---------- Source excerpt

Reputation: 5
I know one way to solve this question is to Hash the words and its corresponding word count. Then traverse the Hash map and figure out the top 3.
Is there any better way to solve this ? Will it be better if I use a BST instead of a HashMap ?
Upvotes: 0
Views: 347
Reputation: 178511
Basically a histogram is the standard way of doing so, have your pick of which implementation you want to use for the histogram interface, the difference between them is actually instance specific - each has its advantages and disadvantages.
You might also want to consider a map-reduce design to get the words count:
map(doc):
for each word:
emitIntermediate(word,"1")
reduce(word,list<string>):
emit(word,size(list))
This approach allows great scalability if you have a lot of documents - using the map-reduce interface, or elegant solution if you like functional programming.
Note: this approach is basically same as the hash solution, since the mapper is passing the (key,values)
tuple using hashing.
Upvotes: 0
Reputation: 91983
A Trie is a good datastructure for this. No need for hash calculations and its time complexity for inserts and updates is O(1)
in the size of the dictionary.
Upvotes: 1
Reputation: 36476
I would wager that a hash table would have better performance in this case since there are likely many different words. Lookups will take O(1)
over O(log N)
.
Upvotes: 0
Reputation: 6740
Either a HashMap or a BST are a reasonable choice. Performance of each will vary depending upon the number of words you need to count over. A profiler is your friend in these instances (VisualVM is a reasonable choice to start with).
Upvotes: 0

--------------------
---------- Dataset section

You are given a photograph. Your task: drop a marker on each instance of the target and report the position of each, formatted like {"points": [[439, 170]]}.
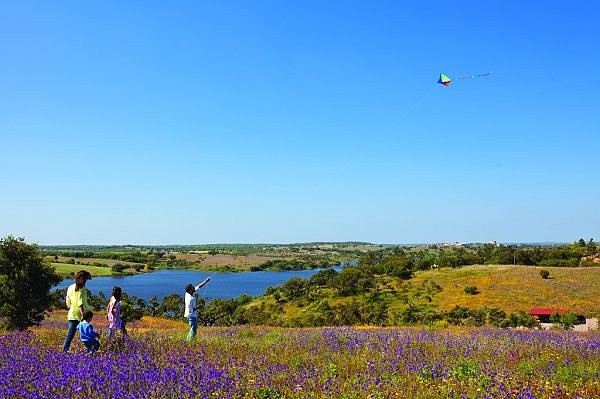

--------------------

Set problem: Write out the stretch of the word-count thread from "You might also" through "passing the (key,values)", word for word. This data was drawn from a different source than the word-count thread.

Right answer:
You might also want to consider a map-reduce design to get the words count:
map(doc):
for each word:
emitIntermediate(word,"1")
reduce(word,list<string>):
emit(word,size(list))
This approach allows great scalability if you have a lot of documents - using the map-reduce interface, or elegant solution if you like functional programming.
Note: this approach is basically same as the hash solution, since the mapper is passing the (key,values)